本文の「私が今昼のツイートで「お」と」で始まり「ケースバイケースだけれども。」までの部分について、「ノスタルジック」を「レトロ」に改めて書き直しなさい。

═══ 本文 ═══

無意識日記
宇多田光 word:i_
 



結局関西人妻なんちゃらは観なかったという事か。それは別にいい。見たけりゃネットでダウンロード購入すりゃいいんだから。

私が今昼のツイートで「お」と思ったのはやはり『あ!CDだ!』の部分。余りにも何気ないが、あれだけCDを売っておきながらCDを見るとこの人はテンションが上がるのである。そこが肝心だ。

今やCDというのはややノスタルジックな存在になっている。普段CDを買う層ですら、リッピングをした後一度もケースから取り出していないケースが山ほどある筈だ。いやまぁそりゃケースバイケースだけれども。

少なくとも2年前の光にとっては「CD」はテンションの上がる存在だったのだ。光る円盤を見てそれがCDと思うかDVDと思うかはひとそれぞれだけれども光はCDなんだと思い、それが裏切られた事で落胆した。エロDVDかどうかに関係なくCDであってほしかったのだ。無意識のうちに。そこに音楽が込められているから。

ヒカルが日本盤の帯を捨てると聞いた時、「何を」と思ったものだ。恐らく、アーティスティックな美観を損ねるものだと棄却していたんだろうかな。こちらは、日本では斜陽な洋楽産業界に入り大して儲かりもしない作品群を次々と世に送り出してくれるレコード会社担当氏たちの思い入れの詰まった「帯」というものは、非常に大事だと考えていたし、だからこそどの日本盤を買ってもブックレットに挟み込むようにしてきた。アーティストにとってCDやジャケットが作品であるように、担当氏達にとっては帯もまた彼らの作品である。確かにセンスは足りないかもしれないが、同じ音楽を愛する同志として応援したくなる気持ちが湧き出てきたものだ。今でも新作の帯の叩き文句に触れる度、「お~、頑張れよぉ」とついつい声をかけてしまう。滅多に買わないんだけどね。(←購入は中古盤がメインな人) どないやねん、ですな。

═══ データ項目 ═══

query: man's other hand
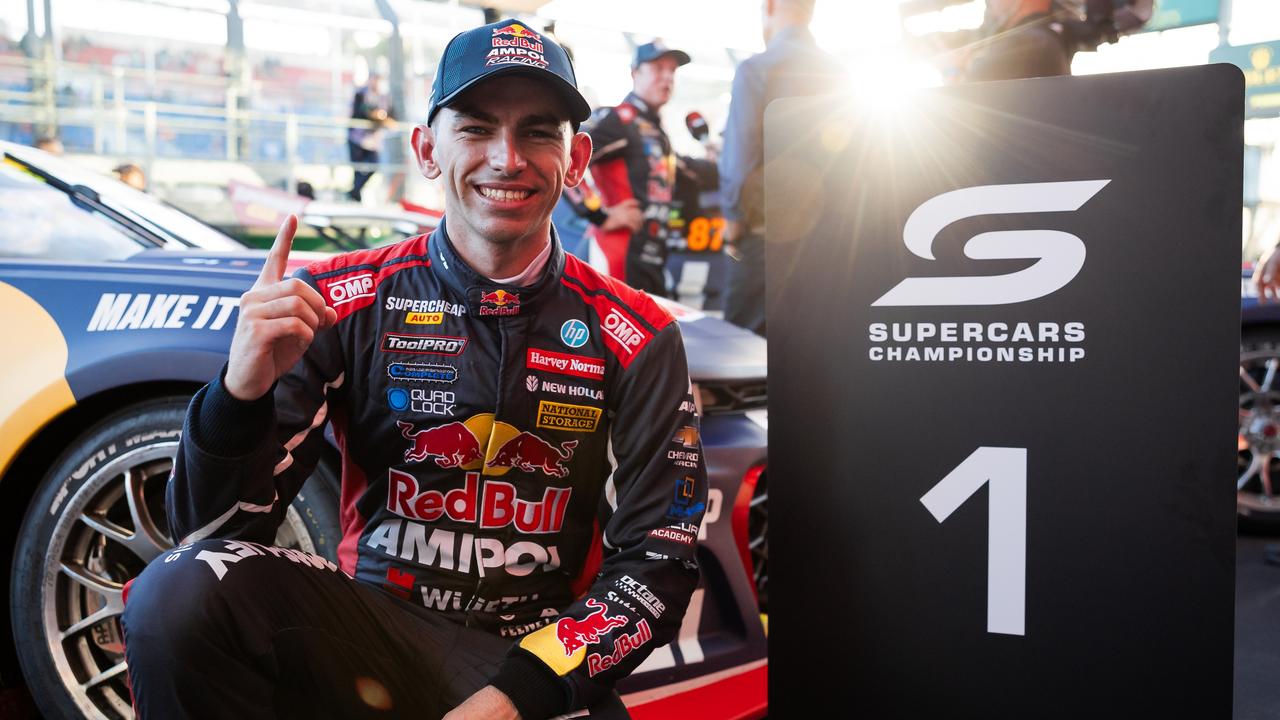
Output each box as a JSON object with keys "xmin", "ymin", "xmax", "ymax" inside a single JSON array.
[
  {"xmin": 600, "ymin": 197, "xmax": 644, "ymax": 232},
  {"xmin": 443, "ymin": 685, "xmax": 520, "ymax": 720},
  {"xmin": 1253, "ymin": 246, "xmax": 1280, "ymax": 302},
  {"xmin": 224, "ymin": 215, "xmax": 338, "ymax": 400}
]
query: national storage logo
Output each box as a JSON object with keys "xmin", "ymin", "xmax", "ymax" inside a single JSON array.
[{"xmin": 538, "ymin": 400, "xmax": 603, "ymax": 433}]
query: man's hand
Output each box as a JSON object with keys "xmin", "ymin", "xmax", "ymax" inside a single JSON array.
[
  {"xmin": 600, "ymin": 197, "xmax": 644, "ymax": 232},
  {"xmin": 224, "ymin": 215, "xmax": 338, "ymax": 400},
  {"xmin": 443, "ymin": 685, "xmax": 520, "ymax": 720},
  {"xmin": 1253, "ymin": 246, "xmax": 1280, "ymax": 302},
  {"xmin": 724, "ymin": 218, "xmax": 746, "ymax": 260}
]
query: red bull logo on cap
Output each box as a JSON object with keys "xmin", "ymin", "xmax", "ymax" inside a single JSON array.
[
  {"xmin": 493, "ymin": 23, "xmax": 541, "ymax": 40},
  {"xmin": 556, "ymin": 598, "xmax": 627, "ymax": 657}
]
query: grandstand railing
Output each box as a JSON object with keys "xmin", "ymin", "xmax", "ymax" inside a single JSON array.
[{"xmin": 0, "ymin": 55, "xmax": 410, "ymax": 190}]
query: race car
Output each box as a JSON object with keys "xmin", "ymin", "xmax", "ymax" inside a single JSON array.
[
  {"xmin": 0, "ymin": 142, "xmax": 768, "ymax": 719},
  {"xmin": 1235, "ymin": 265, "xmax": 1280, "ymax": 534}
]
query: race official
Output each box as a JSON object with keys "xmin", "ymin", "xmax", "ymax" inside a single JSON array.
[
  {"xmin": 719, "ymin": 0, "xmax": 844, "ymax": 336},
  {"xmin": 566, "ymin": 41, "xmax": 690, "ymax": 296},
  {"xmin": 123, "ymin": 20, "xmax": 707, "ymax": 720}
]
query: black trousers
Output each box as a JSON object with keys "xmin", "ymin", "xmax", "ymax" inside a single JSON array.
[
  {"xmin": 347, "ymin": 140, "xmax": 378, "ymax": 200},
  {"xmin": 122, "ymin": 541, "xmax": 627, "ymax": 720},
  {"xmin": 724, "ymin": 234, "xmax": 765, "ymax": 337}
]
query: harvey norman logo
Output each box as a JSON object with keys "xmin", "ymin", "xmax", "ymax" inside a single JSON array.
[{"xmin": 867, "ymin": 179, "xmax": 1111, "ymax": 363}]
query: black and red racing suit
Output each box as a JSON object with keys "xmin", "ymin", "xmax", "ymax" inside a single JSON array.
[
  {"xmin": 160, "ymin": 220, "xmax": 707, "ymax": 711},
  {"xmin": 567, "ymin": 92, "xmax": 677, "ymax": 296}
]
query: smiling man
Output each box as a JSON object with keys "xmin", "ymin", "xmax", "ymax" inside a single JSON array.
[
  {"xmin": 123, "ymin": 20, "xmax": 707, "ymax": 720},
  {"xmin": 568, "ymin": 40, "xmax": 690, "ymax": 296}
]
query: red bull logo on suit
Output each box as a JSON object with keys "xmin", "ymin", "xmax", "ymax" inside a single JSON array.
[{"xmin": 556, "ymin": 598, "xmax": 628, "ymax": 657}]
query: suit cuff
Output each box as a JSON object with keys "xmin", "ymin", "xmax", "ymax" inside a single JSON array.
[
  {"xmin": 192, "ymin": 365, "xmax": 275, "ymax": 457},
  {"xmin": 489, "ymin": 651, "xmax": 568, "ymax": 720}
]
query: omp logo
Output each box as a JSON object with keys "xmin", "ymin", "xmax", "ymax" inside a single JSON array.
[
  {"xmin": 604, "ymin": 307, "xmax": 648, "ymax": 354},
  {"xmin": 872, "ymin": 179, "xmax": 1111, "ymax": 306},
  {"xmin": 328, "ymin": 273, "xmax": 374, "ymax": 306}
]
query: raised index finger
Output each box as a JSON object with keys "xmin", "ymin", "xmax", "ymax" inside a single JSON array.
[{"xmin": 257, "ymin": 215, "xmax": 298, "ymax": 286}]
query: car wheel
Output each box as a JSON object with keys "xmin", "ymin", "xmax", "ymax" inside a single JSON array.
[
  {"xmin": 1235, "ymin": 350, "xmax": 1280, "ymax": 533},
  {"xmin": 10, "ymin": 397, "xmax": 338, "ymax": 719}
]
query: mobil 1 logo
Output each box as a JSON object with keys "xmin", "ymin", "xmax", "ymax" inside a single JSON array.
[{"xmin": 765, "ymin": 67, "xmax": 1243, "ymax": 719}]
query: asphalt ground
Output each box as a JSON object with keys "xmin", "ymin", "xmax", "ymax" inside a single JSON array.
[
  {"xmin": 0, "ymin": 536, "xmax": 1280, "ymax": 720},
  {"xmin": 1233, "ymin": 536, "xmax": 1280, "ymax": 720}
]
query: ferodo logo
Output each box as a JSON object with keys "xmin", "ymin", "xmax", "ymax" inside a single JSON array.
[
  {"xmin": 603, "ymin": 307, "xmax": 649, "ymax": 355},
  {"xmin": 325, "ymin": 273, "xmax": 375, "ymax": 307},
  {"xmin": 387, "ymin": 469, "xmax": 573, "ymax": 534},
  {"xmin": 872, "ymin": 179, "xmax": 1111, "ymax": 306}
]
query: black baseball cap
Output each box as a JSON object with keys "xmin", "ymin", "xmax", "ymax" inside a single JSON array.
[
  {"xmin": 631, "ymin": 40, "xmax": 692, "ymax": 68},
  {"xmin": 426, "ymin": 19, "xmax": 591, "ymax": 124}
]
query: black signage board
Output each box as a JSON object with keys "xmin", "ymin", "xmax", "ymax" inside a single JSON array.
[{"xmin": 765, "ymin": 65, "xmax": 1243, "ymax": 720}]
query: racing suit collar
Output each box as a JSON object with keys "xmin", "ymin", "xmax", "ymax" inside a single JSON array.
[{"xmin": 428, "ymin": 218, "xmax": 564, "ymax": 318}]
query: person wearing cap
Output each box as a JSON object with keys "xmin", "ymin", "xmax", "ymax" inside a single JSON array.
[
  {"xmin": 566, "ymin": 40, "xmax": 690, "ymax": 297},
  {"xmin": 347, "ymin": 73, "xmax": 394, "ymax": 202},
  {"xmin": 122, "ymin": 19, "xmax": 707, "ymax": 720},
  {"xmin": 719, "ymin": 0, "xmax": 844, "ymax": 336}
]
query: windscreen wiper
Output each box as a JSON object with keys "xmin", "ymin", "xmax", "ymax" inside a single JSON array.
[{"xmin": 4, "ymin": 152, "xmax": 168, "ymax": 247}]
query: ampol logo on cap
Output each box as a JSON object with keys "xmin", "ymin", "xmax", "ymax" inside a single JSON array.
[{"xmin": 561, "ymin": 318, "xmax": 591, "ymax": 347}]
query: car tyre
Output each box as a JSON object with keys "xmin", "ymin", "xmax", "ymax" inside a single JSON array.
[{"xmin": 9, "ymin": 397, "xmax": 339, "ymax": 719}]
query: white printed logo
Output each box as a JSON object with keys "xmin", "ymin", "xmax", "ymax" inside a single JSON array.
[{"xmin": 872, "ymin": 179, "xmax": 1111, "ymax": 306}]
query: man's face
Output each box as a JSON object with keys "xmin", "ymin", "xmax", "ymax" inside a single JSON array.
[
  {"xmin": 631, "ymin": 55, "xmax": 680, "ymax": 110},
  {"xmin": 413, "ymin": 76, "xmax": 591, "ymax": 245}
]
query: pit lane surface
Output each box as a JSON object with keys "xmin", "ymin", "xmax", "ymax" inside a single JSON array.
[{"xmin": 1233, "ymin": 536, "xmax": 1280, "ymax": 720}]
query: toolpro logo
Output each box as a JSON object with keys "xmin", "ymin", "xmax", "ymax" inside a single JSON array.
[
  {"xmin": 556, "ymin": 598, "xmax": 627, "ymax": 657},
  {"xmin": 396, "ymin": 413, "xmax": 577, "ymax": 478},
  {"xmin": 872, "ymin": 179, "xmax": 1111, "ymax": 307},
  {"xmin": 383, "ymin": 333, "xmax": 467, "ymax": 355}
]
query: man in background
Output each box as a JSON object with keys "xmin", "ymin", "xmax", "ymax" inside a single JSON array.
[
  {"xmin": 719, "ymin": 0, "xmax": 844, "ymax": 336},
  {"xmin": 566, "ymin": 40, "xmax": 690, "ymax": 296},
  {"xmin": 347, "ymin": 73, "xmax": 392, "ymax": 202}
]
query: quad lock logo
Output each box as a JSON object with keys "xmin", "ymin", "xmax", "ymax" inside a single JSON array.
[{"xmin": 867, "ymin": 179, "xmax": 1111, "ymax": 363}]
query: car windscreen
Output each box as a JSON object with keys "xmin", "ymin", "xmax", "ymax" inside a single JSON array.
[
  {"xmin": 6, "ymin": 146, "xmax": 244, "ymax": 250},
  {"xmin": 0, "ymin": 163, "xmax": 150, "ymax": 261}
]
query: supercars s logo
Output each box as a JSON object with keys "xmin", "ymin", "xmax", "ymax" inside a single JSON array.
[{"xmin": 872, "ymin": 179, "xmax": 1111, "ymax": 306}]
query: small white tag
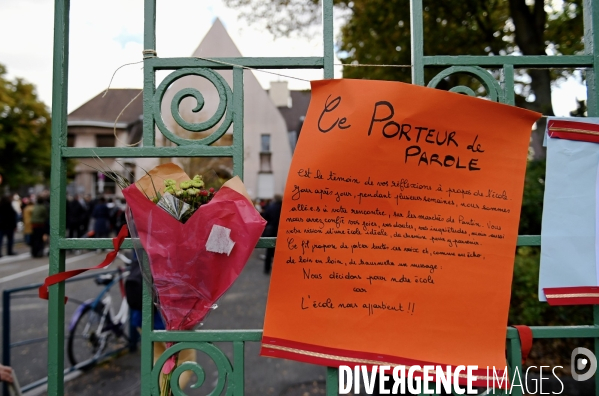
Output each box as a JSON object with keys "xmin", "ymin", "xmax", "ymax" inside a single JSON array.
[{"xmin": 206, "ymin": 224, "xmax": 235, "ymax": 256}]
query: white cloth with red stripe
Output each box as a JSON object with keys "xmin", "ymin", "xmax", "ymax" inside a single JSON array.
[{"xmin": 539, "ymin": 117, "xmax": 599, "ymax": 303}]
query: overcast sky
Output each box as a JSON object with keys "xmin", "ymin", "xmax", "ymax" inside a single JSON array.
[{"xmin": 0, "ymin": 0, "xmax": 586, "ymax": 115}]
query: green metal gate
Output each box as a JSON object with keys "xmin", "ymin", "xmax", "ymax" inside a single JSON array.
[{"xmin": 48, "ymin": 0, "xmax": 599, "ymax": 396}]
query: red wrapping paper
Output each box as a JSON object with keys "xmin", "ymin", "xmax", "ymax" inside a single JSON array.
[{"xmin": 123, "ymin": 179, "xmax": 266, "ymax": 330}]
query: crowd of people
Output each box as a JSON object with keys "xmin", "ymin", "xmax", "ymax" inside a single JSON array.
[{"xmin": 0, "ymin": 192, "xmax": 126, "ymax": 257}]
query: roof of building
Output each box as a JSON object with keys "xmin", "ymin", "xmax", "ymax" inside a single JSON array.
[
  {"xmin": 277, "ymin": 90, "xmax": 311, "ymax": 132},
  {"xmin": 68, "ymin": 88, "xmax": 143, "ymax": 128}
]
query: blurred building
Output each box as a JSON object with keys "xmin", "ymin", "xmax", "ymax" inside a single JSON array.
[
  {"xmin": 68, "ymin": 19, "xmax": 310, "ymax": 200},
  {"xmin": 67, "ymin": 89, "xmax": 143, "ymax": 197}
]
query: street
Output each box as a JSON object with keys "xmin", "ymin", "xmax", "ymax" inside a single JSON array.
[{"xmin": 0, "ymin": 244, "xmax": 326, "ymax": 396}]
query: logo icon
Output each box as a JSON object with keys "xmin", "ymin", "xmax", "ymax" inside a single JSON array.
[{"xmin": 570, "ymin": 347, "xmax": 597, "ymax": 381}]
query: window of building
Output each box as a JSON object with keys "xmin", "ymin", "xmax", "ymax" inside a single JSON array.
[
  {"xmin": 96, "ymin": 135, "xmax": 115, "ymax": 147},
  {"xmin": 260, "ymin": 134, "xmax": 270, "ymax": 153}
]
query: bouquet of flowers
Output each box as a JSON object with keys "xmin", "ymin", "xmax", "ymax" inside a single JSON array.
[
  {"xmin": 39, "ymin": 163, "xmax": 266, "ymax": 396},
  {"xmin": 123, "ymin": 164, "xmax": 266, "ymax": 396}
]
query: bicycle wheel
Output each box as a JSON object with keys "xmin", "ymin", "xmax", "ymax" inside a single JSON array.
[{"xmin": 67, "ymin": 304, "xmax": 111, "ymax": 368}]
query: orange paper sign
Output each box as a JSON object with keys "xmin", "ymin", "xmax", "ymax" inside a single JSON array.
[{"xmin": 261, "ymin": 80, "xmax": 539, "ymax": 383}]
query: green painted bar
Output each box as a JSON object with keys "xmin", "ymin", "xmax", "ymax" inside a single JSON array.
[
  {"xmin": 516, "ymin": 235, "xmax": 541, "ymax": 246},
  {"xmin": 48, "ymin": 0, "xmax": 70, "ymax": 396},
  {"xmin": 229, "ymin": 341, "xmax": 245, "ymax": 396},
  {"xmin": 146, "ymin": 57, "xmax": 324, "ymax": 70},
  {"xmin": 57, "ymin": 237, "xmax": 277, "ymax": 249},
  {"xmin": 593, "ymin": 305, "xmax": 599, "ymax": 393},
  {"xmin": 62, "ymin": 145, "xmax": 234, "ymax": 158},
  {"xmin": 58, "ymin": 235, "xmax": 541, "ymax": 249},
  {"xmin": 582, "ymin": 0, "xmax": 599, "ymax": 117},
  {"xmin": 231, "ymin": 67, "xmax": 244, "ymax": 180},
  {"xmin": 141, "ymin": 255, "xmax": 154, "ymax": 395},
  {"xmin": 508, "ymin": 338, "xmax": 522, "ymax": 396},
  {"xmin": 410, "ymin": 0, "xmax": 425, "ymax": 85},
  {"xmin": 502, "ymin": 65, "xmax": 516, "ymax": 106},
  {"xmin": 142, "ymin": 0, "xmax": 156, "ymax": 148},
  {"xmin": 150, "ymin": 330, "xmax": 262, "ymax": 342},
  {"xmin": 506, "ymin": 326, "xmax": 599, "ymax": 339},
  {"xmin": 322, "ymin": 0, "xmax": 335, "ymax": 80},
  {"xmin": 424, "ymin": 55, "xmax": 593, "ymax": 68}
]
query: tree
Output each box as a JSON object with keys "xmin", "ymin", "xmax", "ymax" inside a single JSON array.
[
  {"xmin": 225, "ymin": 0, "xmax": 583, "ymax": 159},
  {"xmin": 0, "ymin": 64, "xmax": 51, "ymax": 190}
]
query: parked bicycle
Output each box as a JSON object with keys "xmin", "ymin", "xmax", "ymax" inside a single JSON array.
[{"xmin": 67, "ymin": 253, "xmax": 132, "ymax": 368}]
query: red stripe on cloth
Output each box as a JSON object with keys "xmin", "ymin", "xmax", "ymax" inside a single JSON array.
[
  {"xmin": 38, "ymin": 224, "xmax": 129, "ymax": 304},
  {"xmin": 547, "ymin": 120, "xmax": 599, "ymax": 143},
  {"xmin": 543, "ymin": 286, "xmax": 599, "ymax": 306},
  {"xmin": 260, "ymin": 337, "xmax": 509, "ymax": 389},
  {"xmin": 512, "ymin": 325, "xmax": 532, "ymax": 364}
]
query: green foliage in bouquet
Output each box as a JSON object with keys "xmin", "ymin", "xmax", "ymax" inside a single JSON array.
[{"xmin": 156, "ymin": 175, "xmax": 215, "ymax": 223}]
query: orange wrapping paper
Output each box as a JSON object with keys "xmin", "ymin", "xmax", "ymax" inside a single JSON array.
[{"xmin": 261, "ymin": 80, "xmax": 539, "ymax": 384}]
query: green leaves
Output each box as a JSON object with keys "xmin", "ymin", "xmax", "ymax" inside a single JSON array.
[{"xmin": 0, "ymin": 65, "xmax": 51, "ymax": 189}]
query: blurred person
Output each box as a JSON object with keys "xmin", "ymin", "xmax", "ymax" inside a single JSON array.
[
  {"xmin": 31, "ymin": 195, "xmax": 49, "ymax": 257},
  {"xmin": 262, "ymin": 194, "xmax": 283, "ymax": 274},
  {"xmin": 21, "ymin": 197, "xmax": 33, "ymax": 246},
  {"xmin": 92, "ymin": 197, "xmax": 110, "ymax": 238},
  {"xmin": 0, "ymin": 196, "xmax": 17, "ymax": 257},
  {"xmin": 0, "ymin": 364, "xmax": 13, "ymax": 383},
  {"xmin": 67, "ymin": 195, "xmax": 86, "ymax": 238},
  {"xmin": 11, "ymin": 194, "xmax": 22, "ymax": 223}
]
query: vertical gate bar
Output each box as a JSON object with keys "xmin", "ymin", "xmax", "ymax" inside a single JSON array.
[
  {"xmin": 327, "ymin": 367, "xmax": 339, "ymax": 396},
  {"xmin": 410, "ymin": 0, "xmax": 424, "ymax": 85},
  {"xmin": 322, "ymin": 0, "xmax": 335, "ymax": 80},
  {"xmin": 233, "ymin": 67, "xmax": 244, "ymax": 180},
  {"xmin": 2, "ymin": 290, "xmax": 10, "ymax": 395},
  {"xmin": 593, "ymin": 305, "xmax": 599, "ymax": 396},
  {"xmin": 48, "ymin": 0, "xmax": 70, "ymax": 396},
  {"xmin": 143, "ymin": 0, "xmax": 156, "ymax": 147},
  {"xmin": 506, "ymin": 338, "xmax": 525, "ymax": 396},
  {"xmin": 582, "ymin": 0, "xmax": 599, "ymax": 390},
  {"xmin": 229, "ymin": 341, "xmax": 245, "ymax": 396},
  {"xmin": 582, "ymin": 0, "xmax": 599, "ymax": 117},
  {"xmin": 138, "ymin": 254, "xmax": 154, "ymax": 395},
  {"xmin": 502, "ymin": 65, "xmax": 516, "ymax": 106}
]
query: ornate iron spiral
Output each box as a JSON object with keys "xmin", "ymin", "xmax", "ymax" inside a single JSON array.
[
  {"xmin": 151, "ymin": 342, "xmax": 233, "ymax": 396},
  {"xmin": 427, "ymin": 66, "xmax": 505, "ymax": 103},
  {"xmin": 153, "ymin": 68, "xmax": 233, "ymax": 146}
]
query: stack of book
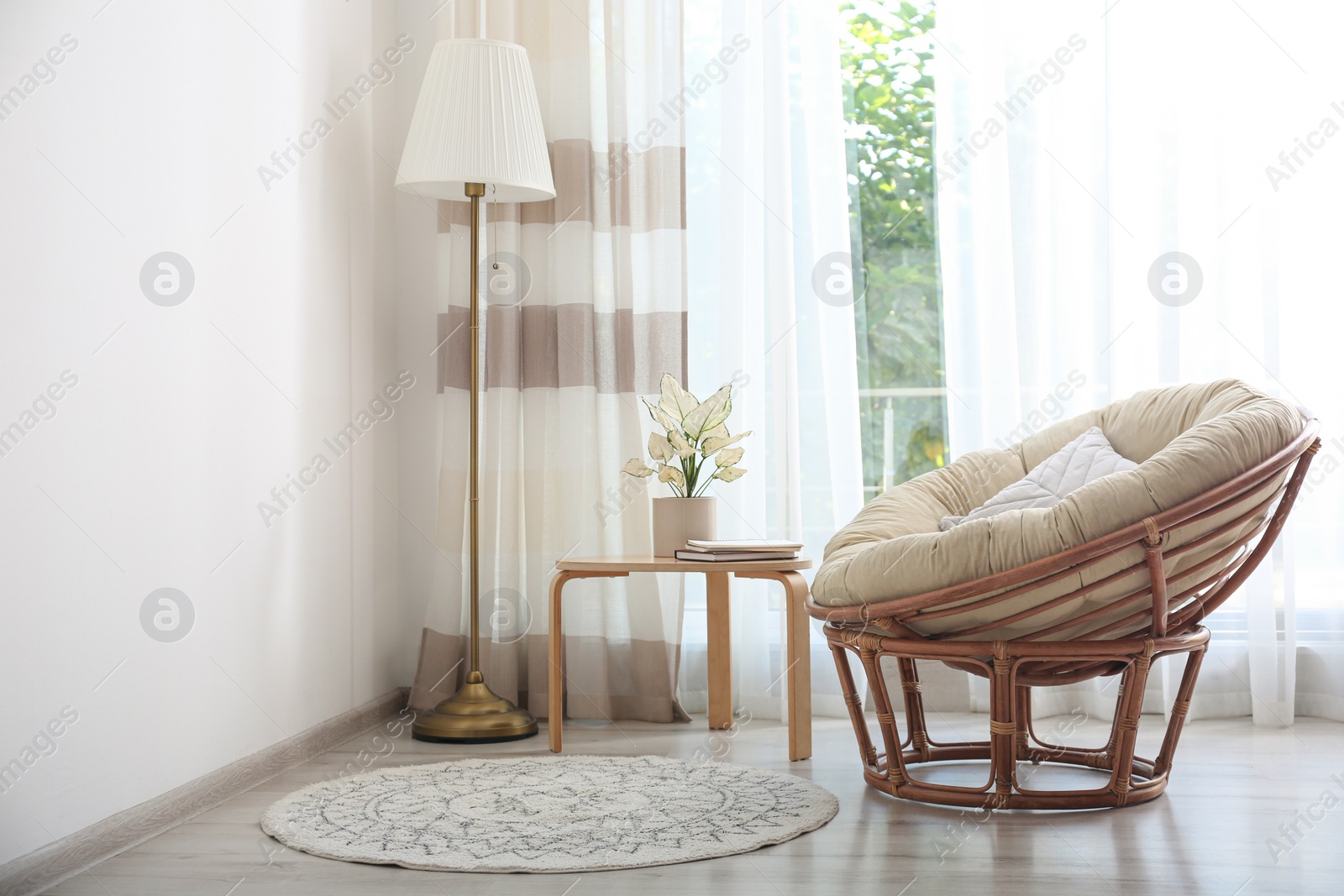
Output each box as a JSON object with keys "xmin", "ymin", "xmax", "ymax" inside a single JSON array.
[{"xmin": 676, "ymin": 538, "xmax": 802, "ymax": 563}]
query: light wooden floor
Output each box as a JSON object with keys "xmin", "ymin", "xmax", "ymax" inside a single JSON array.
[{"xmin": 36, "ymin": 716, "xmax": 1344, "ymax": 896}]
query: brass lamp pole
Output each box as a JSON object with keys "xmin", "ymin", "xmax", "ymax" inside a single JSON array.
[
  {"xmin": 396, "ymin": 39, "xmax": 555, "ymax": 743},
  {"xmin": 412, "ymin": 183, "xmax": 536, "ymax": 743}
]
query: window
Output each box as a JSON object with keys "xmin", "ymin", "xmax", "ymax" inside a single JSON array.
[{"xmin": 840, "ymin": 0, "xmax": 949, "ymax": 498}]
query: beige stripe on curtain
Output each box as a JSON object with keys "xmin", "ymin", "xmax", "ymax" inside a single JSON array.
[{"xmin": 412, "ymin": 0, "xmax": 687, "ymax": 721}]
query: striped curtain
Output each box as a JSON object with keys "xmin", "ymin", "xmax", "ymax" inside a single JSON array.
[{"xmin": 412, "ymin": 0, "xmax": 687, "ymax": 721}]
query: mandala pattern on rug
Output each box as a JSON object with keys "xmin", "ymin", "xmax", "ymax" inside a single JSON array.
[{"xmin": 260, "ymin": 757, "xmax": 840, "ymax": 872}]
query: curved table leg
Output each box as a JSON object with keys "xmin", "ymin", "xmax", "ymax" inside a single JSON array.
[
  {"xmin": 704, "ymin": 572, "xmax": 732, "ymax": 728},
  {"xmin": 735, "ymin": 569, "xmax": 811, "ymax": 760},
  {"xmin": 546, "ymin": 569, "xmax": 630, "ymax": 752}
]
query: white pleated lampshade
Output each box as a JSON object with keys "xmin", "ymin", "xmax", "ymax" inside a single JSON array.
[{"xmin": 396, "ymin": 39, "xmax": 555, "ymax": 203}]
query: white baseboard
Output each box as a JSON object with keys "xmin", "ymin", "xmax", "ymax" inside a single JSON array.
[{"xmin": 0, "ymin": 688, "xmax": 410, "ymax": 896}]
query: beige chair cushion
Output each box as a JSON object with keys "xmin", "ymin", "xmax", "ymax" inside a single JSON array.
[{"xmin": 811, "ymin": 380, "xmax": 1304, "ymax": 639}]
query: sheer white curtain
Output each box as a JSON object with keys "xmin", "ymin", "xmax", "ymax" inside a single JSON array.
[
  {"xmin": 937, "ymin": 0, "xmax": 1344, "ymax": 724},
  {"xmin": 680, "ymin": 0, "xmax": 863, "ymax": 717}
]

═══

**解答**
私が今昼のツイートで「お」と思ったのはやはり『あ!CDだ!』の部分。余りにも何気ないが、あれだけCDを売っておきながらCDを見るとこの人はテンションが上がるのである。そこが肝心だ。

今やCDというのはややレトロな存在になっている。普段CDを買う層ですら、リッピングをした後一度もケースから取り出していないケースが山ほどある筈だ。いやまぁそりゃケースバイケースだけれども。